What this task involves ▸ Please rewrite the lines below, swapping "even-odd fill rule" for "nonzero winding rule" everywhere it occurs and leaving the rest untouched.

-=-=-

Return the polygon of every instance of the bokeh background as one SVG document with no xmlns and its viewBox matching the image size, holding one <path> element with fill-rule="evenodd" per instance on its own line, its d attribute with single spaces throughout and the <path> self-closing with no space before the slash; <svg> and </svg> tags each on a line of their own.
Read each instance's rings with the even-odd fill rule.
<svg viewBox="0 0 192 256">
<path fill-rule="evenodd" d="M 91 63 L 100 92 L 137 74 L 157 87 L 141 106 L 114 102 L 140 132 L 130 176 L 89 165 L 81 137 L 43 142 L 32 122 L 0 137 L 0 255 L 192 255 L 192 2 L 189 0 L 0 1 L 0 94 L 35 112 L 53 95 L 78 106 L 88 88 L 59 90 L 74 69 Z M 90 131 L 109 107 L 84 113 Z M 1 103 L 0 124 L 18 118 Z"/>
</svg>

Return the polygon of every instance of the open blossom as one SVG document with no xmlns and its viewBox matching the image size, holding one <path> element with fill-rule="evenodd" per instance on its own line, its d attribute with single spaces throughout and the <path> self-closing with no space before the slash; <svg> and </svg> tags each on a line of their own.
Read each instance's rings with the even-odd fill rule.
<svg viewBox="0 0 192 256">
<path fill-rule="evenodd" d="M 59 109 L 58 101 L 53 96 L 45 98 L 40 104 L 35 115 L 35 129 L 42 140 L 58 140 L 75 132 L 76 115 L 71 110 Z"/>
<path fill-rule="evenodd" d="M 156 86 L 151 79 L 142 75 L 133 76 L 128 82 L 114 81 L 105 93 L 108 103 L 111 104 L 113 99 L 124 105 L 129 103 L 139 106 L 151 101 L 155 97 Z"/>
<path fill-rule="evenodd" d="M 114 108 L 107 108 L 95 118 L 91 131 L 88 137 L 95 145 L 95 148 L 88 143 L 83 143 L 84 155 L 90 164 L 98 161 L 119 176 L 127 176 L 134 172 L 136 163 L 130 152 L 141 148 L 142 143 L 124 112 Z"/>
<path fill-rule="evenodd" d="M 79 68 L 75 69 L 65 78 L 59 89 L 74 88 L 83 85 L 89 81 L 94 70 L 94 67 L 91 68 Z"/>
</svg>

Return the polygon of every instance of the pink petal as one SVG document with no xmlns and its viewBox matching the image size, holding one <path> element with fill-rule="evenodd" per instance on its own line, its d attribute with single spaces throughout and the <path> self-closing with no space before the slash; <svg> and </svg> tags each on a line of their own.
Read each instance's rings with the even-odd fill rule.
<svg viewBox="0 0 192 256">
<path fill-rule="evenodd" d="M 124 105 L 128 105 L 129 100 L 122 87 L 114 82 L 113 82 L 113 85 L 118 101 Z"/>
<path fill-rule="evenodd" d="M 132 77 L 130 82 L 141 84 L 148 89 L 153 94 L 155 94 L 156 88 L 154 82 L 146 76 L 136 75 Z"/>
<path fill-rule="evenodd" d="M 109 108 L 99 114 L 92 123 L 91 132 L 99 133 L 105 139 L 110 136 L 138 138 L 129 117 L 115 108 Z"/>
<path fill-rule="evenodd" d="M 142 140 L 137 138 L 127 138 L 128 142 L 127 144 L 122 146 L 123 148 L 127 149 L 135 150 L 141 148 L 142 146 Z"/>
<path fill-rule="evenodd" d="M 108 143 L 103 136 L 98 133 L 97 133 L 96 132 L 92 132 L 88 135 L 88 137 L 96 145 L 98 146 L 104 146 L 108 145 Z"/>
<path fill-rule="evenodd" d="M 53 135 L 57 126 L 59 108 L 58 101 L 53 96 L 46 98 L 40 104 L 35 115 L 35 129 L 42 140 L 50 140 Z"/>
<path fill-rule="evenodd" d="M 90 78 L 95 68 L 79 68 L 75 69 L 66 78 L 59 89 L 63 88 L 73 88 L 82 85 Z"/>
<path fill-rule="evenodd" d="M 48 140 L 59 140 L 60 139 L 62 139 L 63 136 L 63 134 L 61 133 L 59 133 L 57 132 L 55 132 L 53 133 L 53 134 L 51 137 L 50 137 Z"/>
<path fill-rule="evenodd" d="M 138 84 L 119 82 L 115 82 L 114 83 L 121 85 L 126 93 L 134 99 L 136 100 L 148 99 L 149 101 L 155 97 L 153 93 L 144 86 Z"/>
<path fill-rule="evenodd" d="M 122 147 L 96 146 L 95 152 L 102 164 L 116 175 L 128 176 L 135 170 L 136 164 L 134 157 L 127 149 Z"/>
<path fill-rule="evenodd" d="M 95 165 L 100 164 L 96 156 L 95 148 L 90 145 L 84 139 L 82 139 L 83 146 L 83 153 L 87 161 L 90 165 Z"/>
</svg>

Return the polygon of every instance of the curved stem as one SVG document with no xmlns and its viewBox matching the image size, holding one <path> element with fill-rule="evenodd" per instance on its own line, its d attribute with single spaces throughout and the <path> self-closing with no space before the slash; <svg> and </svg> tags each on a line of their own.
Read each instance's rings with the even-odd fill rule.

-=-=-

Exercise output ▸
Return the polygon of every instance of the bokeh background as one SVG document with no xmlns and its viewBox matching the image size, holding one <path> element with fill-rule="evenodd" per instance on its own line, its d attribute with single spaces throughout and the <path> self-closing with no space before the slash; <svg> and </svg> tags each on a line of their own.
Read each instance's rings with the nonzero winding rule.
<svg viewBox="0 0 192 256">
<path fill-rule="evenodd" d="M 91 63 L 100 92 L 137 74 L 157 87 L 141 106 L 114 102 L 140 132 L 130 176 L 89 165 L 81 137 L 43 142 L 32 122 L 0 137 L 0 255 L 192 255 L 192 2 L 189 0 L 0 1 L 0 94 L 35 112 L 53 95 L 78 106 L 88 88 L 59 90 L 74 69 Z M 90 131 L 109 107 L 84 113 Z M 1 103 L 0 124 L 18 118 Z"/>
</svg>

Return the polygon of every instance of the open blossom as one SVG document with no xmlns and its viewBox matching the image size, holding one <path> element with fill-rule="evenodd" per instance on its own line, its d attribute with single spaces throughout and the <path> self-closing with no space before the slash; <svg> and </svg> tags each on a line of their own.
Read each instance's rings with the nonzero winding rule.
<svg viewBox="0 0 192 256">
<path fill-rule="evenodd" d="M 59 109 L 58 101 L 53 96 L 45 98 L 40 104 L 35 115 L 35 129 L 42 140 L 58 140 L 75 132 L 76 115 L 71 110 Z"/>
<path fill-rule="evenodd" d="M 156 86 L 151 79 L 142 75 L 133 76 L 128 82 L 114 81 L 105 93 L 108 103 L 111 104 L 113 99 L 124 105 L 129 103 L 139 106 L 151 101 L 155 97 Z"/>
<path fill-rule="evenodd" d="M 114 108 L 107 108 L 95 118 L 91 131 L 88 137 L 95 145 L 95 148 L 88 143 L 83 143 L 84 155 L 90 164 L 98 161 L 119 176 L 127 176 L 134 172 L 136 163 L 130 152 L 141 148 L 142 143 L 124 112 Z"/>
<path fill-rule="evenodd" d="M 79 68 L 75 69 L 65 78 L 59 89 L 74 88 L 83 85 L 89 81 L 94 70 L 94 67 L 91 68 Z"/>
</svg>

Return the polygon of every instance of the pink petal as one SVG document with no xmlns and its viewBox matching the image size, holding one <path> element with fill-rule="evenodd" per instance on its own line, its d attribute with single spaces throughout and the <path> self-closing with no space before the slash; <svg> and </svg> tags each on a line of their own.
Read each instance's rings with the nonzero winding rule.
<svg viewBox="0 0 192 256">
<path fill-rule="evenodd" d="M 124 105 L 128 105 L 129 100 L 122 87 L 114 82 L 113 82 L 113 85 L 118 101 Z"/>
<path fill-rule="evenodd" d="M 132 77 L 130 82 L 141 84 L 148 89 L 153 94 L 155 94 L 156 88 L 154 82 L 146 76 L 136 75 Z"/>
<path fill-rule="evenodd" d="M 109 108 L 99 114 L 92 123 L 91 132 L 99 133 L 105 139 L 110 136 L 138 138 L 129 117 L 115 108 Z"/>
<path fill-rule="evenodd" d="M 142 140 L 137 138 L 127 138 L 128 142 L 127 144 L 122 146 L 123 148 L 127 149 L 135 150 L 141 148 L 142 146 Z"/>
<path fill-rule="evenodd" d="M 108 143 L 103 136 L 98 133 L 97 133 L 96 132 L 92 132 L 88 135 L 88 137 L 96 145 L 98 146 L 104 146 L 108 145 Z"/>
<path fill-rule="evenodd" d="M 53 135 L 57 126 L 59 108 L 58 101 L 53 96 L 46 98 L 40 104 L 35 115 L 35 129 L 42 140 L 50 140 Z"/>
<path fill-rule="evenodd" d="M 90 78 L 95 68 L 79 68 L 75 69 L 66 78 L 59 89 L 63 88 L 73 88 L 82 85 Z"/>
<path fill-rule="evenodd" d="M 48 140 L 59 140 L 60 139 L 62 139 L 63 136 L 63 134 L 61 133 L 59 133 L 57 132 L 55 132 L 53 133 L 53 134 L 51 137 L 50 137 Z"/>
<path fill-rule="evenodd" d="M 138 84 L 119 82 L 115 82 L 114 83 L 121 85 L 126 93 L 134 99 L 136 100 L 148 99 L 149 101 L 155 97 L 153 93 L 144 86 Z"/>
<path fill-rule="evenodd" d="M 122 147 L 96 146 L 95 152 L 102 164 L 116 175 L 128 176 L 135 170 L 136 164 L 134 157 L 127 149 Z"/>
<path fill-rule="evenodd" d="M 95 165 L 100 164 L 96 156 L 95 148 L 90 145 L 84 139 L 82 139 L 83 146 L 83 153 L 87 161 L 90 165 Z"/>
</svg>

Return the polygon of every instance of the curved stem as one SVG document with no xmlns and its viewBox matching the image size, holding one <path> element with fill-rule="evenodd" per instance on its own line, its d attribute with single spaces throughout and the <path> self-closing with no space before the slash; <svg> and </svg> tags each on a line of their own.
Read each instance's rings with the nonzero winding rule.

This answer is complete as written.